| Given task 1 |
In the Bush Foundation Fellowship essay, which book by Daniel Kahneman does the author use as a framework for reflecting on the Fellowship?
| Given task 2 |
Extend the Bush Foundation Fellowship essay onward from its final sentence, keeping the author's reflective first-person voice.
--- Page text ---
An Investment in Leadership and Impact — Part IV: Key Lessons (Learning Log #4)

David Whitesock
6 min readJun 1, 2017

In the final official hours and minutes of my leadership Fellowship with the Bush Foundation, I offer a fourth essay chronicling my experience as a Fellow. This particular essay is the final learning log submitted to the Bush Foundation.

2015 Bush Foundation Leadership Fellows at our launch retreat in 2015 (Saint Paul, MN).

The prompt for this final quarterly learning log: Reflect on your Fellowship journey in its entirety. What do you wish you would have known when you started? What stands out/surprised you the most?

The economist Daniel Kahneman wrote that when we think about our own well-being we cannot simply think about it in the moment. Something as complex as a concept of well-being requires a reflection of how we feel as we live as well as in the retrospective. Further, Kahneman suggests that another key factor is what a person wants at any given time. This multifaceted framework that Kahneman outlined in “Thinking, Fast and Slow” is how I’d like to reflect on my Fellowship journey over the last two years.

It is fair to say that what I wanted at the very beginning was something incredibly black and white. My thinking was concrete. Attend an executive education program and meet as many people as possible in the data science world. If I did just that, first of all, the experiences in their entirety and at a very high level would be personally and professionally rich. Second, anything in the abstract that came from that concrete path would be a bonus.

My feeling was that in overthinking the residual benefit and trying to force that benefit I’d create false expectations upon which disappointment and regret would reign.
--- Data provided ---
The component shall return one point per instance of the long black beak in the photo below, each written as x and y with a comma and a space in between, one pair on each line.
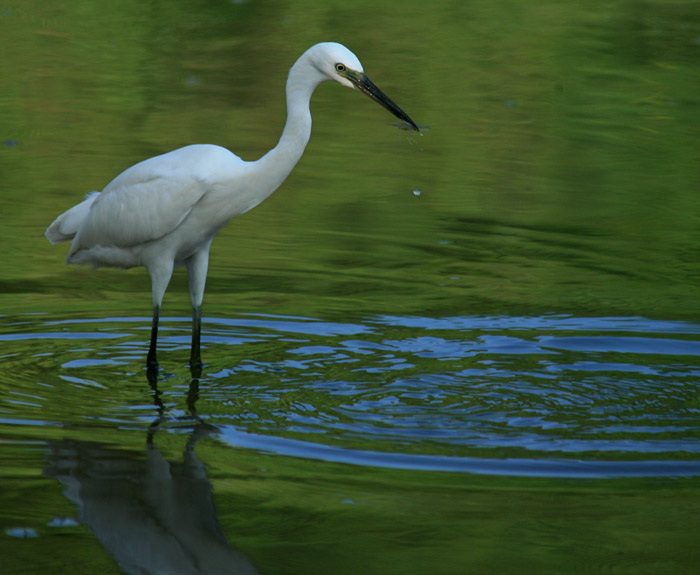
364, 84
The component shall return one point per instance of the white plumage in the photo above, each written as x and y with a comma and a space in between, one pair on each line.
164, 212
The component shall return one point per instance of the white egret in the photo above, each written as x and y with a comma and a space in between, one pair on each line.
164, 212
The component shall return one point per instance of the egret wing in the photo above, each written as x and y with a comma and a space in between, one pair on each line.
150, 199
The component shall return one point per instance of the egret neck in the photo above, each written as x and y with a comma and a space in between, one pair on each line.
276, 165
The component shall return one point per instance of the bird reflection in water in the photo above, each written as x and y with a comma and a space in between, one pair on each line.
151, 515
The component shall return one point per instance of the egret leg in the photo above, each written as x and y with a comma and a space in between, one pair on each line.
197, 265
151, 361
160, 278
195, 355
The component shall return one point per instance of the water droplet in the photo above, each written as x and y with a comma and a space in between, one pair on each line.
21, 532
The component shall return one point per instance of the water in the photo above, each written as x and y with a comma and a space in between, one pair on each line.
471, 350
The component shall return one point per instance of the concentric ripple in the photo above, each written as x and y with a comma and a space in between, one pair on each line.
548, 395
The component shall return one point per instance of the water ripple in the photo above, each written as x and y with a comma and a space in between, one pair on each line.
599, 395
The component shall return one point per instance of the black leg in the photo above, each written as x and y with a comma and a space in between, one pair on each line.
195, 356
151, 361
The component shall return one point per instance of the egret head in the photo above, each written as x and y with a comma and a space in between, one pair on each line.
338, 63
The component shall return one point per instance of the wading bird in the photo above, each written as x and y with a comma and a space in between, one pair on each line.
164, 212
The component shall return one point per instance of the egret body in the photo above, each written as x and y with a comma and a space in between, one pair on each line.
164, 212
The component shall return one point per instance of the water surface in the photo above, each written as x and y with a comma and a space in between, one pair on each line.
501, 371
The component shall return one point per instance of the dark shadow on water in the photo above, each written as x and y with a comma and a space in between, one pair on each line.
150, 514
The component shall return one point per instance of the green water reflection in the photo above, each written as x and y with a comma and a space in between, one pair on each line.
560, 175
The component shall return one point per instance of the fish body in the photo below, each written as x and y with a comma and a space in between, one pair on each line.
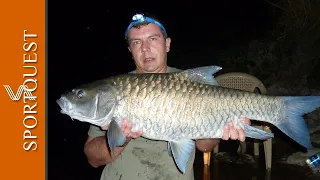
183, 106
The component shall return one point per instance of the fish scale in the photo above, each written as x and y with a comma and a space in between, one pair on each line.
182, 106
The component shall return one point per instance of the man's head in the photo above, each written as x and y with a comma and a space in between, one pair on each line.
148, 42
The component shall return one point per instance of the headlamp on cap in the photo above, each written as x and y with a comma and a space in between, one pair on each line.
140, 18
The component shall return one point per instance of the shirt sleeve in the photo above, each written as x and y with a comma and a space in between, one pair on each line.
95, 131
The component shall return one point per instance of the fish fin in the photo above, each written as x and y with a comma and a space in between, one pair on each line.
169, 150
256, 133
115, 136
181, 151
294, 125
203, 74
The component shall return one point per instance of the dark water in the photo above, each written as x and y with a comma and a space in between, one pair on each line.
233, 166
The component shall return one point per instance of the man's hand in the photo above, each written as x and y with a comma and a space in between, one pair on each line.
127, 129
235, 133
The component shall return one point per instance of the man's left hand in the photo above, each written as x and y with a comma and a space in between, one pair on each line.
235, 133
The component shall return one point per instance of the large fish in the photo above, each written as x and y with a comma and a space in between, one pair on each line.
182, 106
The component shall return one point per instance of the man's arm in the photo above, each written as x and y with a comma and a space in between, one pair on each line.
98, 153
96, 148
207, 145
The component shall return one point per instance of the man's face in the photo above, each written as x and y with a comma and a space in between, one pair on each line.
149, 48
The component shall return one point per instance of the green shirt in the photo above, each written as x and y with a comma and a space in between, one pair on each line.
144, 159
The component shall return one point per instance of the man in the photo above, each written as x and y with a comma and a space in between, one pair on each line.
142, 158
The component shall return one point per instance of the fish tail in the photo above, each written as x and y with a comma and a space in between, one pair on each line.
294, 125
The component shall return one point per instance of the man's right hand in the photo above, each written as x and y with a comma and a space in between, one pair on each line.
127, 129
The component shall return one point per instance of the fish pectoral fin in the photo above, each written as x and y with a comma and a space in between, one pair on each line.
181, 152
169, 150
115, 136
203, 74
256, 133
---
| Written answer 1 |
"Thinking, Fast and Slow"

| Written answer 2 |
Fortunately, my general disposition and life experiences keep me from building too great of expectations. Most of us have to overcome some form of adversity in our life. If that adversity is properly contextualized, it can be a great source of grounding. Perception of our circumstances or lack thereof can dictate whether an experience is a good one or a negative one. This isn’t the same as comparing our circumstances to another; comparison never gets us very far.

And, between the time of the public announcement of the 2015 Fellows and the start of the Fellowship, I received valuable counsel and wisdom from three previous Fellows in Sioux Falls. These conversations set a realistic tone for my Fellowship experience. What I learned from each of them was to expect your plans to change. I also learned that I should take as much time as possible to pause and let the experiences sink in. Big thank you to Melissa Goodwin, Nan Baker, and Taneeza Islam for sharing their learnings with me.

There are a couple things I wish I would have known at the very beginning. You will not be as connected to your fellow Fellows as you think. There were times when I wondered if I was missing something. I wondered if I was on an island unto myself. Reading the monthly reports was helpful; so was the half-way retreat. But even after two years, there are individuals whom I’ve never interacted.

What is really special about the Fellowship is it can take you anywhere in the world. From time-to-time circumstances of the day job may have restricted the time allotted to a conference, meeting, or speech. I learned this as I went along, but had I known at the beginning, I might have been more intentional about how I used my time when traveling. What I mean by this is sometimes I felt rushed from one event to the next. Sometimes it would be weeks before I could sit down and process. If possible, I think it is very important to build in an extra day between the activity and travel for wellness, rest, additional connection, or reflection.

Back to Kahneman…

The role of time has been a refrain in this part of [“Thinking, Fast and Slow”]. It is logical to describe the life of experiencing self as a series of moments, each with a value. The value of an episode — I have called it a hedonimeter total — is simply the sum of the values of its moments. But this is not how the mind represents episodes. The remembering self, as I have described it, also tells stories and makes choices, and neither the stories nor the choices properly represent time. In storytelling mode, an episode is represented by a few critical moments, especially the beginning, the peak, and the end. Duration is neglected.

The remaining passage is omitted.